Instructions to follow: Return the listing below character for character.

Dataset extract:
------------------------------------------------------------

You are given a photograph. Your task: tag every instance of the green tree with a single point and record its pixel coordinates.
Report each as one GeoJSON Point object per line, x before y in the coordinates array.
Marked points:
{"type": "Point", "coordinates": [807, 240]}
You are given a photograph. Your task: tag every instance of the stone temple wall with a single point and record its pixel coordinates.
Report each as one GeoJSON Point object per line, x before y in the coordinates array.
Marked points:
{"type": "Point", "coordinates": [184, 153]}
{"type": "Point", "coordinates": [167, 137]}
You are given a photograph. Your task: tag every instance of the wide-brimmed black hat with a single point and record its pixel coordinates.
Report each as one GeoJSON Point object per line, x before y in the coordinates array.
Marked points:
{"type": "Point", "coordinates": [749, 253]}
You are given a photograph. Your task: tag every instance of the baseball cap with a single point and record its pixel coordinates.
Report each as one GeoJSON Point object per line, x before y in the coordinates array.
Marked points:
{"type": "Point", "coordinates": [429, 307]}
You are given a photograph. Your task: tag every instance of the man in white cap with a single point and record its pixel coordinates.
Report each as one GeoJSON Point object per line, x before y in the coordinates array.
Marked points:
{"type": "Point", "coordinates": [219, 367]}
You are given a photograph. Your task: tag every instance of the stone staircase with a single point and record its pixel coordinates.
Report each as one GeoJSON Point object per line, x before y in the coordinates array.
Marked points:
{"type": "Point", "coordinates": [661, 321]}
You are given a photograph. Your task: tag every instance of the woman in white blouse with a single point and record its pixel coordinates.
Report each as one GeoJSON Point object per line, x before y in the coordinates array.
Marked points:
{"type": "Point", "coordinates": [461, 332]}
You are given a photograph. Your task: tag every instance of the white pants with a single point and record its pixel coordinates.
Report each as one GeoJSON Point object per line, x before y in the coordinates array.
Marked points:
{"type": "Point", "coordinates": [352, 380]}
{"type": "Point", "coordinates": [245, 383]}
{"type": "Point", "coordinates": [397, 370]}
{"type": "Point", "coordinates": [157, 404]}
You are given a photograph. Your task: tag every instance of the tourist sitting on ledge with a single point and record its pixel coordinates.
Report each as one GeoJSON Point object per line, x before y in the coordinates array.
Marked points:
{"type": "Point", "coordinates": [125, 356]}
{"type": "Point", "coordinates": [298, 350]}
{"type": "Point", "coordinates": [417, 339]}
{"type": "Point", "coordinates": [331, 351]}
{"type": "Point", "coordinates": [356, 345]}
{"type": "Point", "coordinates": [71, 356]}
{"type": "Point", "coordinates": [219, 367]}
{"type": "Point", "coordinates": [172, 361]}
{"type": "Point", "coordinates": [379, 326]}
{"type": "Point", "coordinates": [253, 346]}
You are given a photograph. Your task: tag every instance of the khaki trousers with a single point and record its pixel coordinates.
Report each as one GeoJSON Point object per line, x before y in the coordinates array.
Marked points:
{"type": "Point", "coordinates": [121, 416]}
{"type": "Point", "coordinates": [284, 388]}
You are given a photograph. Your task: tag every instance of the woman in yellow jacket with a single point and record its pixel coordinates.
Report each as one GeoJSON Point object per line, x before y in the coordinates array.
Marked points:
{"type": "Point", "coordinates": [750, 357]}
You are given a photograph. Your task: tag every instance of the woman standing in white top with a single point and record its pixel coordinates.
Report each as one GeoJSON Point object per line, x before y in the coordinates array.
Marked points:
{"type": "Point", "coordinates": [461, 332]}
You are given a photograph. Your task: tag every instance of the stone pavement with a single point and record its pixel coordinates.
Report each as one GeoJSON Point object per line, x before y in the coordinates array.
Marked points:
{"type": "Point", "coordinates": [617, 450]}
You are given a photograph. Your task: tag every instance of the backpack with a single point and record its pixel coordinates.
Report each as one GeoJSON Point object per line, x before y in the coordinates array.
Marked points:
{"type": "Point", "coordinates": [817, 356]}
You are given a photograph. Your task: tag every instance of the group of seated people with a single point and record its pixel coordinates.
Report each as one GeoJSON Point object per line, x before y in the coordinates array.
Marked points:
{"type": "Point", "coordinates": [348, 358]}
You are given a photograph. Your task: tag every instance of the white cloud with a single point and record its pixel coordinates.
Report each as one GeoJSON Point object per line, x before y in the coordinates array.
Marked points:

------------------------------------------------------------

Solved problem:
You are given a photograph. Your task: tag every instance of the green tree with a single point and record its pixel coordinates.
Report each as one GeoJSON Point object per line, x before y in the coordinates array.
Marked points:
{"type": "Point", "coordinates": [807, 240]}
You are given a photograph. Your task: tag every instance of the stone temple wall with a single point and record its pixel coordinates.
Report each as one GeoJSON Point object per line, x before y in the coordinates array.
Marked points:
{"type": "Point", "coordinates": [184, 153]}
{"type": "Point", "coordinates": [167, 137]}
You are given a photograph. Your task: tag every instance of the wide-brimmed black hat with a single point and record its pixel coordinates.
Report each as one GeoJSON Point object per line, x before y in the coordinates array.
Marked points:
{"type": "Point", "coordinates": [749, 253]}
You are given a photograph. Your task: tag every instance of the baseball cap with a single point and record its pixel coordinates.
Report each as one GeoJSON Point object per line, x before y in the coordinates array.
Marked points:
{"type": "Point", "coordinates": [429, 307]}
You are given a photograph. Your task: tag every instance of the man in white cap with a single point and record its pixel coordinates.
Report each as one GeoJSON Point object per line, x before y in the coordinates array.
Marked points:
{"type": "Point", "coordinates": [219, 367]}
You are given a photograph. Your task: tag every instance of the stone staircase with a single point and record its pixel coordinates.
Report each as one GeoJSON Point object per line, x before y in the coordinates array.
Marked points:
{"type": "Point", "coordinates": [661, 321]}
You are given a photograph. Your task: tag every instance of the woman in white blouse with a single point and record its pixel coordinates.
Report each as one GeoJSON Point object per line, x before y in the coordinates array.
Marked points:
{"type": "Point", "coordinates": [461, 332]}
You are given a photograph. Your task: tag every instance of the white pants with a single point and record its pixel coordinates.
Report each as one GeoJSON Point object per line, x before y in the coordinates array.
Marked points:
{"type": "Point", "coordinates": [352, 380]}
{"type": "Point", "coordinates": [245, 383]}
{"type": "Point", "coordinates": [397, 370]}
{"type": "Point", "coordinates": [157, 404]}
You are given a photograph. Your task: tag every instance of the tourist sitting on ledge with a single point and record its pixel coordinates.
Report each as one GeoJSON Point object per line, x before y in the coordinates array.
Marked points:
{"type": "Point", "coordinates": [125, 356]}
{"type": "Point", "coordinates": [298, 350]}
{"type": "Point", "coordinates": [417, 339]}
{"type": "Point", "coordinates": [331, 351]}
{"type": "Point", "coordinates": [356, 345]}
{"type": "Point", "coordinates": [71, 356]}
{"type": "Point", "coordinates": [219, 367]}
{"type": "Point", "coordinates": [172, 361]}
{"type": "Point", "coordinates": [379, 326]}
{"type": "Point", "coordinates": [253, 346]}
You are given a photograph. Your task: tag every instance of the khaki trousers with a single point and record its pixel coordinates.
Report each as one GeoJSON Point object per line, x before y in the coordinates array.
Marked points:
{"type": "Point", "coordinates": [121, 416]}
{"type": "Point", "coordinates": [284, 388]}
You are given a photograph. Your task: tag every instance of the woman in yellow jacket with a single point and record its pixel coordinates.
Report each as one GeoJSON Point object per line, x before y in the coordinates array.
Marked points:
{"type": "Point", "coordinates": [750, 357]}
You are given a photograph. Your task: tag every instance of the woman standing in white top with a single point and record its pixel coordinates.
Report each as one GeoJSON Point object per line, x before y in the coordinates array.
Marked points:
{"type": "Point", "coordinates": [461, 332]}
You are given a photograph. Your task: tag every instance of the stone pavement with a single point and record its pixel coordinates.
Report each as one GeoJSON Point object per line, x before y in the coordinates array.
Marked points:
{"type": "Point", "coordinates": [617, 450]}
You are given a photograph. Your task: tag every instance of the backpack with a single point and record its pixel coordinates.
Report each as one GeoJSON Point object per line, x before y in the coordinates array.
Marked points:
{"type": "Point", "coordinates": [817, 356]}
You are given a photograph. Your task: tag every instance of the group of seated people with a single point and record its pixel coordinates.
Report each as one GeoJSON Point object per line, x before y in the coordinates array.
Marked points:
{"type": "Point", "coordinates": [348, 358]}
You are given a photograph. Your task: tag every instance of the white cloud with a single point and record its pixel coordinates.
Report each as one GeoJSON Point object per line, x before y in the coordinates array.
Marked points:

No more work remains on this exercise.